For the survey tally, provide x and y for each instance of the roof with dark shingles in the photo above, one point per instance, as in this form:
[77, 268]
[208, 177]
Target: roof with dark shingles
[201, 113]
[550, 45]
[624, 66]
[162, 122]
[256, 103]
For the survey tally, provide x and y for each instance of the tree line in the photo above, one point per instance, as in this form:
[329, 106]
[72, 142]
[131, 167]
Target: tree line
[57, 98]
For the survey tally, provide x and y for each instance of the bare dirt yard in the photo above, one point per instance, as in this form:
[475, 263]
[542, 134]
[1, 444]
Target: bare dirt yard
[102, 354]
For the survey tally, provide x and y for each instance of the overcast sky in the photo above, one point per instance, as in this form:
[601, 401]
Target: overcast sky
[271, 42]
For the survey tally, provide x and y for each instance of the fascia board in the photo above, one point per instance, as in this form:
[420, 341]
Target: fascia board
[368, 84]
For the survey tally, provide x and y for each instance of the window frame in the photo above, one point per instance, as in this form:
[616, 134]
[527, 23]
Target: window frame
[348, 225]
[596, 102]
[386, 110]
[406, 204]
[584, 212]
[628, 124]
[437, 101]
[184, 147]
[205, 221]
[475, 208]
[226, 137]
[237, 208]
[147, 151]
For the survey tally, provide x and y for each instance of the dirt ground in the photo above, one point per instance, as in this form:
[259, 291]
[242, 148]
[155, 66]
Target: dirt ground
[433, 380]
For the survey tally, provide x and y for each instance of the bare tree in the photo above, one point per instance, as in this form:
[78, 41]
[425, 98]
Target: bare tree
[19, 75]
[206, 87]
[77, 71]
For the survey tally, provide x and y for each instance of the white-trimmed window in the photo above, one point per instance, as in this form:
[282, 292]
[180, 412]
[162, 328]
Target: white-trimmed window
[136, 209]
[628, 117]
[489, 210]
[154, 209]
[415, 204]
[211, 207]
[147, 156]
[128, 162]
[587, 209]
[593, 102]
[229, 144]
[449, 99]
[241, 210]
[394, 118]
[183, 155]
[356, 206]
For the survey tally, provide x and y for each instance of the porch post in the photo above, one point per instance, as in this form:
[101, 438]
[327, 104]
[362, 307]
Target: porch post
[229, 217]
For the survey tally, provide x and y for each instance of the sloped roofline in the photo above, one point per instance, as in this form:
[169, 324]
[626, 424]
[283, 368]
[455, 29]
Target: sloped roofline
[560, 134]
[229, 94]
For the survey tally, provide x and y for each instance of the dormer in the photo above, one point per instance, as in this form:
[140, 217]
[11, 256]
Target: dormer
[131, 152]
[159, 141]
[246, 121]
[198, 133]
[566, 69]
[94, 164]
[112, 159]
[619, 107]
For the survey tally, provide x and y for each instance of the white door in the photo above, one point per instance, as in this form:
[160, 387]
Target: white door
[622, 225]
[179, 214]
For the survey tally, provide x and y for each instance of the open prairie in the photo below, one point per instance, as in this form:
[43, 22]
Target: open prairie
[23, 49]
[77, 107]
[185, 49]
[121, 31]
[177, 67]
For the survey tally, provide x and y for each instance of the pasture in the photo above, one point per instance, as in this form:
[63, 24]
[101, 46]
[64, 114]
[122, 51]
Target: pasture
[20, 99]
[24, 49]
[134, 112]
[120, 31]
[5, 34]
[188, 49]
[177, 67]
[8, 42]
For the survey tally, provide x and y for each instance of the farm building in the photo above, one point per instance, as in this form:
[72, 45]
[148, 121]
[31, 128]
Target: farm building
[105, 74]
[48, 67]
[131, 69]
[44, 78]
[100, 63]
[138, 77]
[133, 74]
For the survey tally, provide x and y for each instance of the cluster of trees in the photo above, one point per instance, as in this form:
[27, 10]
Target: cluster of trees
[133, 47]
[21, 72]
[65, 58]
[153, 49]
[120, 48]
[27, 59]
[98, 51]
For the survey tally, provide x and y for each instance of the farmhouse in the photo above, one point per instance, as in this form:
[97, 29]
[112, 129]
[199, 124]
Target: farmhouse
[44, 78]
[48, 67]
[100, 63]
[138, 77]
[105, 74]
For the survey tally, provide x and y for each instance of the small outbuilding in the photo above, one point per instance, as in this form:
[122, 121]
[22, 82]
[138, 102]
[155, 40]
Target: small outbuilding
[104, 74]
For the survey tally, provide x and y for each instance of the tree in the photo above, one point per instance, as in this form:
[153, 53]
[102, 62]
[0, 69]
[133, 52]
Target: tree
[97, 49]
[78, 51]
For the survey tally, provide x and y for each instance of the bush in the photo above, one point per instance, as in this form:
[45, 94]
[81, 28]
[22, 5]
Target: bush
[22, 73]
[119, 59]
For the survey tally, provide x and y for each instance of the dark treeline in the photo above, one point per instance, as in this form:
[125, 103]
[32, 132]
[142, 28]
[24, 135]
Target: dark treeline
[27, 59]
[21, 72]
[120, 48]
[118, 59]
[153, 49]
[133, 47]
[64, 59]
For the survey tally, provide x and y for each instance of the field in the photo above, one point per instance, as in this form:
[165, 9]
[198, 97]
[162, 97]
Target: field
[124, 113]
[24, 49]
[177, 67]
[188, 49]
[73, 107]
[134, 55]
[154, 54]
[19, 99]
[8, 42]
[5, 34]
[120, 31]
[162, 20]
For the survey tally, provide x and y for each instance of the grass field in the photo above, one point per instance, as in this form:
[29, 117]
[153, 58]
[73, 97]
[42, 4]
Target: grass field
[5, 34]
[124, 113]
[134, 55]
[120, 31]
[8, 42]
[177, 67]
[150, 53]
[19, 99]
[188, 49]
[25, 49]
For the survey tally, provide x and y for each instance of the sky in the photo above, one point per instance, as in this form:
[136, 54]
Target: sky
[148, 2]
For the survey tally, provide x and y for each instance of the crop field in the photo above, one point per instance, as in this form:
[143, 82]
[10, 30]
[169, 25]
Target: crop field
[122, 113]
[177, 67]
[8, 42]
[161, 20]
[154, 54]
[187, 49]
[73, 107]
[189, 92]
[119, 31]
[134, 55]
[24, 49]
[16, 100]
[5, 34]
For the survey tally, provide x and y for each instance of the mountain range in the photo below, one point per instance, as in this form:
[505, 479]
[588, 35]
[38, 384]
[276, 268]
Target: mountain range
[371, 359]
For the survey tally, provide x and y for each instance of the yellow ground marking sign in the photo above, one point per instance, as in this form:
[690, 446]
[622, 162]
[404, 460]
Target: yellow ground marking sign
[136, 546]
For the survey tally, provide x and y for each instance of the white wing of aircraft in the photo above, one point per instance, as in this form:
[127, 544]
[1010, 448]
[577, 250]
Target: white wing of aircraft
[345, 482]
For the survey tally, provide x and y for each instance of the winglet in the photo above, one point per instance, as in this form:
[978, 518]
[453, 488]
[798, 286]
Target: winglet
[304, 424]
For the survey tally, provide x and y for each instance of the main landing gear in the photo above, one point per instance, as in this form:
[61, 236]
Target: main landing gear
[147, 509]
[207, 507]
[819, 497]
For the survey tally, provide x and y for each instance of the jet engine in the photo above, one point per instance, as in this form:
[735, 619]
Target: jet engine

★ ★ ★ ★ ★ ★ ★

### 任务要求
能否把以上全部条目以 Markdown 表格的形式给出？表格分"序号"和"内容"两列，每行对应一行文字，空行不计。

### 输出结果
| 序号 | 内容 |
|---|---|
| 1 | For the survey tally, provide x and y for each instance of the roof with dark shingles in the photo above, one point per instance, as in this form: |
| 2 | [77, 268] |
| 3 | [208, 177] |
| 4 | Target: roof with dark shingles |
| 5 | [201, 113] |
| 6 | [550, 45] |
| 7 | [624, 66] |
| 8 | [162, 122] |
| 9 | [256, 103] |
| 10 | For the survey tally, provide x and y for each instance of the tree line in the photo above, one point per instance, as in this form: |
| 11 | [329, 106] |
| 12 | [72, 142] |
| 13 | [131, 167] |
| 14 | Target: tree line |
| 15 | [57, 98] |
| 16 | For the survey tally, provide x and y for each instance of the bare dirt yard in the photo above, one point per instance, as in this form: |
| 17 | [475, 263] |
| 18 | [542, 134] |
| 19 | [1, 444] |
| 20 | Target: bare dirt yard |
| 21 | [102, 354] |
| 22 | For the survey tally, provide x and y for each instance of the overcast sky in the photo above, one point per instance, as in this form: |
| 23 | [601, 401] |
| 24 | Target: overcast sky |
| 25 | [271, 42] |
| 26 | For the survey tally, provide x and y for each instance of the fascia board in the photo above, one point per instance, as in this form: |
| 27 | [420, 341] |
| 28 | Target: fascia board |
| 29 | [368, 84] |
| 30 | For the survey tally, provide x and y for each instance of the window frame in the photo above, one point per instance, as in this form: |
| 31 | [616, 134] |
| 32 | [527, 23] |
| 33 | Target: window frame |
| 34 | [348, 225] |
| 35 | [596, 102] |
| 36 | [386, 110] |
| 37 | [406, 204] |
| 38 | [584, 212] |
| 39 | [628, 124] |
| 40 | [437, 101] |
| 41 | [184, 147] |
| 42 | [205, 221] |
| 43 | [475, 208] |
| 44 | [226, 137] |
| 45 | [237, 208] |
| 46 | [147, 151] |
| 47 | For the survey tally, provide x and y for each instance of the dirt ground in the photo above, one point per instance, as in this form: |
| 48 | [259, 291] |
| 49 | [242, 148] |
| 50 | [155, 66] |
| 51 | Target: dirt ground |
| 52 | [433, 380] |
| 53 | For the survey tally, provide x and y for each instance of the bare tree in the photo above, one point per instance, as in this form: |
| 54 | [78, 41] |
| 55 | [425, 98] |
| 56 | Target: bare tree |
| 57 | [19, 75] |
| 58 | [206, 87] |
| 59 | [77, 71] |
| 60 | For the survey tally, provide x and y for each instance of the white-trimmed window in the photo above, one point per instance, as in this form: |
| 61 | [282, 292] |
| 62 | [180, 412] |
| 63 | [162, 328] |
| 64 | Target: white-trimmed window |
| 65 | [136, 209] |
| 66 | [628, 117] |
| 67 | [489, 210] |
| 68 | [154, 209] |
| 69 | [415, 204] |
| 70 | [211, 207] |
| 71 | [147, 156] |
| 72 | [128, 162] |
| 73 | [587, 209] |
| 74 | [593, 102] |
| 75 | [229, 144] |
| 76 | [449, 99] |
| 77 | [241, 210] |
| 78 | [394, 118] |
| 79 | [183, 155] |
| 80 | [356, 206] |
| 81 | For the survey tally, provide x and y for each instance of the porch post in the photo above, one point per instance, as in this form: |
| 82 | [101, 438] |
| 83 | [327, 104] |
| 84 | [362, 307] |
| 85 | Target: porch post |
| 86 | [229, 217] |
| 87 | For the survey tally, provide x and y for each instance of the sloped roofline in the photo above, one point per instance, as in this form: |
| 88 | [169, 324] |
| 89 | [626, 424] |
| 90 | [283, 368] |
| 91 | [455, 29] |
| 92 | Target: sloped roofline |
| 93 | [560, 134] |
| 94 | [229, 94] |
| 95 | For the survey tally, provide x and y for each instance of the dormer in the photo above, one point per instance, as in this form: |
| 96 | [140, 217] |
| 97 | [11, 256] |
| 98 | Target: dormer |
| 99 | [131, 152] |
| 100 | [159, 141] |
| 101 | [246, 121] |
| 102 | [198, 133] |
| 103 | [566, 69] |
| 104 | [94, 164] |
| 105 | [112, 159] |
| 106 | [619, 107] |
| 107 | For the survey tally, provide x and y for each instance of the white door in the photo above, one point per instance, as in this form: |
| 108 | [160, 387] |
| 109 | Target: white door |
| 110 | [622, 225] |
| 111 | [179, 214] |
| 112 | For the survey tally, provide x and y for each instance of the open prairie in the photo below, one point per instance, as in this form: |
| 113 | [43, 22] |
| 114 | Target: open prairie |
| 115 | [23, 49] |
| 116 | [77, 107] |
| 117 | [185, 49] |
| 118 | [121, 31] |
| 119 | [177, 67] |
| 120 | For the survey tally, provide x and y for each instance of the pasture in the photo above, one point per instance, as in this form: |
| 121 | [63, 24] |
| 122 | [101, 46] |
| 123 | [64, 114] |
| 124 | [122, 51] |
| 125 | Target: pasture |
| 126 | [20, 99] |
| 127 | [24, 49] |
| 128 | [134, 112] |
| 129 | [120, 31] |
| 130 | [5, 34] |
| 131 | [188, 49] |
| 132 | [177, 67] |
| 133 | [8, 42] |
| 134 | For the survey tally, provide x and y for each instance of the farm building in the photo above, one point per instance, as in this form: |
| 135 | [72, 45] |
| 136 | [148, 121] |
| 137 | [31, 128] |
| 138 | Target: farm building |
| 139 | [105, 74] |
| 140 | [48, 67] |
| 141 | [131, 69] |
| 142 | [44, 78] |
| 143 | [100, 63] |
| 144 | [138, 77] |
| 145 | [133, 74] |
| 146 | For the survey tally, provide x and y for each instance of the cluster of trees in the photo above, one point per instance, as in this form: |
| 147 | [27, 10] |
| 148 | Target: cluster of trees |
| 149 | [133, 47] |
| 150 | [21, 72] |
| 151 | [65, 58] |
| 152 | [153, 49] |
| 153 | [120, 48] |
| 154 | [27, 59] |
| 155 | [98, 51] |
| 156 | For the survey tally, provide x and y for each instance of the farmhouse in the photo above, one point per instance, as in this form: |
| 157 | [97, 29] |
| 158 | [112, 129] |
| 159 | [199, 124] |
| 160 | Target: farmhouse |
| 161 | [44, 78] |
| 162 | [48, 67] |
| 163 | [100, 63] |
| 164 | [138, 77] |
| 165 | [105, 74] |
| 166 | For the survey tally, provide x and y for each instance of the small outbuilding in the photo above, one point per instance, as in this form: |
| 167 | [122, 121] |
| 168 | [22, 82] |
| 169 | [138, 102] |
| 170 | [155, 40] |
| 171 | Target: small outbuilding |
| 172 | [104, 74] |
| 173 | For the survey tally, provide x and y for each instance of the tree in the photo above, one point per instance, as in this form: |
| 174 | [153, 53] |
| 175 | [102, 62] |
| 176 | [0, 69] |
| 177 | [133, 52] |
| 178 | Target: tree |
| 179 | [97, 49] |
| 180 | [78, 51] |
| 181 | For the survey tally, provide x and y for each instance of the bush in the photo above, one point per instance, as in this form: |
| 182 | [45, 94] |
| 183 | [81, 28] |
| 184 | [22, 5] |
| 185 | Target: bush |
| 186 | [22, 73] |
| 187 | [119, 59] |
| 188 | For the survey tally, provide x and y for each instance of the dark treeline in the photo above, one point per instance, as in this form: |
| 189 | [125, 103] |
| 190 | [32, 132] |
| 191 | [142, 28] |
| 192 | [24, 135] |
| 193 | Target: dark treeline |
| 194 | [27, 59] |
| 195 | [21, 72] |
| 196 | [120, 48] |
| 197 | [118, 59] |
| 198 | [153, 49] |
| 199 | [133, 47] |
| 200 | [64, 59] |
| 201 | For the survey tally, provide x and y for each instance of the field in the photo above, one point per instance, as in this form: |
| 202 | [165, 9] |
| 203 | [198, 97] |
| 204 | [162, 97] |
| 205 | Target: field |
| 206 | [124, 113] |
| 207 | [24, 49] |
| 208 | [177, 67] |
| 209 | [188, 49] |
| 210 | [73, 107] |
| 211 | [134, 55] |
| 212 | [154, 54] |
| 213 | [19, 99] |
| 214 | [8, 42] |
| 215 | [5, 34] |
| 216 | [120, 31] |
| 217 | [162, 20] |
| 218 | For the survey tally, provide x and y for each instance of the grass field in the photo above, one point per instance, as in this form: |
| 219 | [29, 117] |
| 220 | [153, 58] |
| 221 | [73, 97] |
| 222 | [42, 4] |
| 223 | Target: grass field |
| 224 | [5, 34] |
| 225 | [124, 113] |
| 226 | [134, 55] |
| 227 | [120, 31] |
| 228 | [8, 42] |
| 229 | [177, 67] |
| 230 | [150, 53] |
| 231 | [19, 99] |
| 232 | [188, 49] |
| 233 | [25, 49] |
| 234 | For the survey tally, provide x and y for each instance of the sky in the photo above, one point per instance, as in this form: |
| 235 | [136, 54] |
| 236 | Target: sky |
| 237 | [148, 2] |
| 238 | For the survey tally, provide x and y for each instance of the crop field in the photo above, one point per instance, as in this form: |
| 239 | [143, 82] |
| 240 | [10, 30] |
| 241 | [169, 25] |
| 242 | Target: crop field |
| 243 | [122, 113] |
| 244 | [177, 67] |
| 245 | [8, 42] |
| 246 | [161, 20] |
| 247 | [154, 54] |
| 248 | [187, 49] |
| 249 | [73, 107] |
| 250 | [189, 92] |
| 251 | [119, 31] |
| 252 | [134, 55] |
| 253 | [24, 49] |
| 254 | [16, 100] |
| 255 | [5, 34] |
| 256 | For the survey tally, provide x and y for each instance of the mountain range in the photo below, one point per instance, as in this form: |
| 257 | [505, 479] |
| 258 | [588, 35] |
| 259 | [38, 384] |
| 260 | [276, 268] |
| 261 | Target: mountain range |
| 262 | [371, 359] |
| 263 | For the survey tally, provide x and y for each instance of the yellow ground marking sign in the photo above, one point per instance, as in this form: |
| 264 | [690, 446] |
| 265 | [622, 162] |
| 266 | [404, 460] |
| 267 | Target: yellow ground marking sign |
| 268 | [136, 546] |
| 269 | For the survey tally, provide x and y for each instance of the white wing of aircraft in the photo above, one point per instance, as in this form: |
| 270 | [127, 544] |
| 271 | [1010, 448] |
| 272 | [577, 250] |
| 273 | Target: white wing of aircraft |
| 274 | [345, 482] |
| 275 | For the survey tally, provide x and y for each instance of the winglet in the photo above, one point per instance, as in this form: |
| 276 | [978, 518] |
| 277 | [453, 488] |
| 278 | [798, 286] |
| 279 | Target: winglet |
| 280 | [304, 424] |
| 281 | For the survey tally, provide x and y for each instance of the main landing gear in the photo above, one point per instance, as in this form: |
| 282 | [61, 236] |
| 283 | Target: main landing gear |
| 284 | [147, 509] |
| 285 | [207, 507] |
| 286 | [819, 497] |
| 287 | For the survey tally, provide x and y for each instance of the jet engine in the photo above, one point per instance, as in this form: |
| 288 | [735, 619] |
| 289 | Target: jet engine |